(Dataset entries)
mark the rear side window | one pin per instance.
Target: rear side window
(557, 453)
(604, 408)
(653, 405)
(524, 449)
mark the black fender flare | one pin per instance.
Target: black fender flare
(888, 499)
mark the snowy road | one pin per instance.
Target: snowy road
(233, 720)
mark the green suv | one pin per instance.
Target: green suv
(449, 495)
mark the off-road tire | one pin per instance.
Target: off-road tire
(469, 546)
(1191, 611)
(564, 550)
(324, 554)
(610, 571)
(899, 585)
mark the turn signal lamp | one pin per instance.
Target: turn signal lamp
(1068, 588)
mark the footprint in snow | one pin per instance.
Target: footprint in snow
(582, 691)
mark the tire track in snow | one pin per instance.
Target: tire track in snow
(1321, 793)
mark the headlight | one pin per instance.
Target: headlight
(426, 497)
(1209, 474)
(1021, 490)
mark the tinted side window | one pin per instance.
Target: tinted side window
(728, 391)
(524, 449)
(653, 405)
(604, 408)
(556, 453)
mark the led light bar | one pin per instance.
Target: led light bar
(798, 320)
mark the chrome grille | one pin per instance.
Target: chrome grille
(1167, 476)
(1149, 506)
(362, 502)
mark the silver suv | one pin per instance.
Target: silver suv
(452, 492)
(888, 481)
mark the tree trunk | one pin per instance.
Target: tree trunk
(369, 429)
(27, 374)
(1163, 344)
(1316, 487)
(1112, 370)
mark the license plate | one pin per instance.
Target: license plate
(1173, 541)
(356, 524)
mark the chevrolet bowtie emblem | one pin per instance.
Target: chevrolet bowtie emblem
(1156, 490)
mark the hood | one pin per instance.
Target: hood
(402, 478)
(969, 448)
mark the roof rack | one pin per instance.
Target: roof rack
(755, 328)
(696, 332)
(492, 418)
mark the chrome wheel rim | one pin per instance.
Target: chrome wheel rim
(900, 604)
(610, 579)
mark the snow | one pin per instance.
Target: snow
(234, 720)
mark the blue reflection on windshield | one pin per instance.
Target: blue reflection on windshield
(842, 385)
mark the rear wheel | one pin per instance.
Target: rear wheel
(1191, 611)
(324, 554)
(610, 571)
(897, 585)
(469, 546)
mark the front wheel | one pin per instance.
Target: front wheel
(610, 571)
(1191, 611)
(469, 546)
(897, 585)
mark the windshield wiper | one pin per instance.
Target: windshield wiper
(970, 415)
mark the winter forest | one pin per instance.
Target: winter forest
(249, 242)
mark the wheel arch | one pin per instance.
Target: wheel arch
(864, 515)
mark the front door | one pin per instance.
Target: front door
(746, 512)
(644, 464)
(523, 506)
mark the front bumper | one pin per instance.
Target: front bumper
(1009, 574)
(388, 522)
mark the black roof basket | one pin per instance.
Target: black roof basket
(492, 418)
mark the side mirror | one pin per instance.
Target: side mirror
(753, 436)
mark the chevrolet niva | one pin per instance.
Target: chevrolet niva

[EXERCISE DESCRIPTION]
The answer is the data above, retyped exactly in full.

[EXERCISE RESPONSE]
mark the rear side window | one pin per instance.
Target: rear side window
(557, 453)
(604, 408)
(653, 405)
(524, 449)
mark the black fender flare | one pin per instance.
Target: black fender flare
(888, 499)
mark the snowy road | one pin per instance.
Target: snowy road
(233, 720)
mark the green suv | one pin per instance.
Target: green suv
(449, 495)
mark the off-road tire | one pin per instance.
Target: off-road tire
(469, 546)
(1191, 611)
(564, 550)
(324, 554)
(610, 571)
(899, 585)
mark the turn signal lamp | one pin per instance.
Target: turn signal lamp
(1068, 588)
mark the footprint in snow | one pin per instance.
Target: footprint in snow
(582, 691)
mark the tire track in snow | one pin per instance.
Target: tire track in snow
(1321, 793)
mark the headlight | one pin per instance.
Target: headlight
(426, 497)
(1209, 474)
(1021, 490)
mark the tinted side window | one pin per instance.
Target: tinted side window
(728, 391)
(524, 449)
(653, 405)
(604, 408)
(556, 453)
mark the led light bar | one pin per instance.
Target: led light bar
(798, 320)
mark the chrome grille | one pin per instance.
Target: chrome grille
(1167, 476)
(1149, 506)
(362, 502)
mark the silver suv | one pin per instance.
Target: silver suv
(452, 492)
(888, 481)
mark the tree trunk | one pin per instance.
Target: tree trunk
(369, 429)
(27, 374)
(1163, 344)
(1316, 487)
(1112, 370)
mark the license plate | one pin per instance.
Target: license plate
(1173, 541)
(356, 524)
mark the chevrolet bowtie emblem | one pin per instance.
Target: chevrolet bowtie emblem
(1156, 490)
mark the hood | one pin per instance.
Target: hood
(402, 478)
(969, 448)
mark the roof rack | one pin per instance.
Target: roof rack
(755, 328)
(696, 332)
(492, 418)
mark the chrome wheel rim | one pin per instance.
Target: chrome wheel rim
(900, 604)
(610, 579)
mark the snow | one pin per instance.
Target: snow
(234, 720)
mark the blue reflection on windshield | one pin per instance.
Target: blue reflection on windshield
(842, 385)
mark the rear wheel | one pin per instance.
Target: rear wheel
(1191, 611)
(324, 554)
(610, 571)
(897, 585)
(469, 546)
mark the front wheel | one pin per instance.
Target: front wheel
(610, 571)
(1191, 611)
(469, 546)
(897, 585)
mark the windshield wiper | one pin per instance.
Target: windshield wiper
(970, 415)
mark the winter forest | one pin per instance.
Target: winter forest
(249, 242)
mark the wheel arch | one pin per instance.
Target: wheel arch
(864, 515)
mark the front door | one pin per instance.
Target: front door
(746, 512)
(644, 464)
(523, 506)
mark the front bumper | one pin per instance.
Target: front bumper
(1009, 574)
(388, 522)
mark the black roof basket | one pin per instance.
Target: black roof basket
(492, 418)
mark the side mirror | one pin per instance.
Target: side mirror
(753, 436)
mark the chevrolet niva | one pin per instance.
Target: chevrolet niva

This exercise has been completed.